SOURCE PASSAGE |
+++++

Customary international law is something very specific in international law. Usually, customary international law excepts for crimes of genocide or piracy, has a prerequisite that all sides agree to it especially sides that are involved in the dispute. In fact, except for these jus cogens issues of genocide and piracy, agreement of all parties is the fundamental basis for international law. This is why the ICC is only applicable to countries that have ratified its agreement. This is why the ICJ taking on the advisory opinion of the West Bank Barrier was so fundamentally wrong and opposed by legal scholars and by many nations in the U.N itself. This is why the UN doesn't make international law by a voting in the GA, nor even in the SC except in very specific instances of using military force, unless all parties have agreed to such law. Personal property law in the U.S and the status of the settlements is something completely different. Israel can assert, and legal scholars do so, that the entire region is Israel's according to international law going back to the Balfour Declaration, the San Remo conference and the terms of the mandate, and by many other techniques. International law is a flexible concept open to interpretation. Sadly, Israel instea d of asserting its rights under international law tried to compromise over the years out of naivety that it might work. The Arab countries and anti Zionist people (mostly Jews ironically) kept pushing the fringe concepts in international law in the hope of demonizing Israel. This has to a large extent worked, but has made a travesty out of many U.N instiutions to the the point that international law has become a joke, a tool by Israel's enemies to attack it. The last conference on Racism is a good example of such travesty. It is today acknowledged that international "law" as defined by block voting of countries the U.N is not lawful nor moral nor of interest. Again, the purest form of international law is consent. If Israel disputes anything, as long as it doesn't do something truly horrific like genocide, and this was supposed to be a very rare and limited exception following the Holocaust (before WW2 the only customary binding law was probably piracy), then it doesn't violate international law. I think the articles cite many eminent legal scholars who believe Israel is being lawful in all territories. Scholars like Julius Stone. If it doesn't, it should. 216.165.95.70 (talk) 18:41, 2 May 2009 (UTC)[reply]

In 1944, Raphael Lemkin coined the term genocide to describe a foreign occupation that destroyed or permanently crippled a subject population. The use of colonists by an occupying power to dispossess the indigenous inhabitants was part and parcel of Lemkin's definition of the crime of genocide. see Empire, Colony, Genocide, By A. Dirk Moses and Key Writings of Raphael Lemkin on Genocide. He studied both early and modern instances of colonialism and came to the conclusion that the practice is inherently genocidal. see Raphael Lemkin’s History of Genocide and Colonialism, United States Holocaust Memorial Museum, Center for Advanced Holocaust Studies.

+++++

EXTRACTED INFORMATION |
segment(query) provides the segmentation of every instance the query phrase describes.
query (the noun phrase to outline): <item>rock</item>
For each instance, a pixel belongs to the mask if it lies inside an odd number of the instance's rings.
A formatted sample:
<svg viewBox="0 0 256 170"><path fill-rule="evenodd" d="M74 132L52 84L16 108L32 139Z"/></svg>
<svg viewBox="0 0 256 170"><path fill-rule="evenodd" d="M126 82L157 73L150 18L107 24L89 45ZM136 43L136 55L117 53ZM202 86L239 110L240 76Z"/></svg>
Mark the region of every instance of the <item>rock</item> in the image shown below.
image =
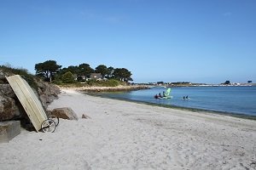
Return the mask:
<svg viewBox="0 0 256 170"><path fill-rule="evenodd" d="M85 115L85 114L82 115L82 118L83 119L90 119L90 117L89 116Z"/></svg>
<svg viewBox="0 0 256 170"><path fill-rule="evenodd" d="M9 121L0 122L0 143L9 142L20 133L20 121Z"/></svg>
<svg viewBox="0 0 256 170"><path fill-rule="evenodd" d="M0 121L12 119L16 114L15 100L0 95Z"/></svg>
<svg viewBox="0 0 256 170"><path fill-rule="evenodd" d="M55 108L51 111L51 115L62 119L79 120L76 113L69 107Z"/></svg>
<svg viewBox="0 0 256 170"><path fill-rule="evenodd" d="M15 94L9 84L0 84L0 95L15 98Z"/></svg>
<svg viewBox="0 0 256 170"><path fill-rule="evenodd" d="M61 90L56 85L43 81L38 81L37 84L38 86L38 93L39 94L39 99L43 107L46 109L54 99L58 99L58 94L61 94Z"/></svg>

+++++

STATED TASK A | In the talk page discussion, who coined the term genocide, and in what year?
STATED TASK B | Turn the paragraph of the talk page discussion that begins "In 1944, Raphael Lemkin coined" into a short bulleted list that keeps its main facts.
STATED TASK C | Write out the part of the talk page discussion from "In 1944, Raphael" up to and including "Advanced Holocaust Studies.".

FINAL RESULT A | Raphael Lemkin coined it in 1944.

FINAL RESULT B |
- In 1944, Raphael Lemkin coined the term genocide to describe a foreign occupation that destroyed or permanently crippled a subject population.
- His definition of the crime included an occupying power using colonists to dispossess the indigenous inhabitants.
- He studied early and modern colonialism and concluded that the practice is inherently genocidal.
- Cited sources: Empire, Colony, Genocide, by A. Dirk Moses; Key Writings of Raphael Lemkin on Genocide; and Raphael Lemkin's History of Genocide and Colonialism, from the United States Holocaust Memorial Museum, Center for Advanced Holocaust Studies.

FINAL RESULT C |
In 1944, Raphael Lemkin coined the term genocide to describe a foreign occupation that destroyed or permanently crippled a subject population. The use of colonists by an occupying power to dispossess the indigenous inhabitants was part and parcel of Lemkin's definition of the crime of genocide. see Empire, Colony, Genocide, By A. Dirk Moses and Key Writings of Raphael Lemkin on Genocide. He studied both early and modern instances of colonialism and came to the conclusion that the practice is inherently genocidal. see Raphael Lemkin’s History of Genocide and Colonialism, United States Holocaust Memorial Museum, Center for Advanced Holocaust Studies.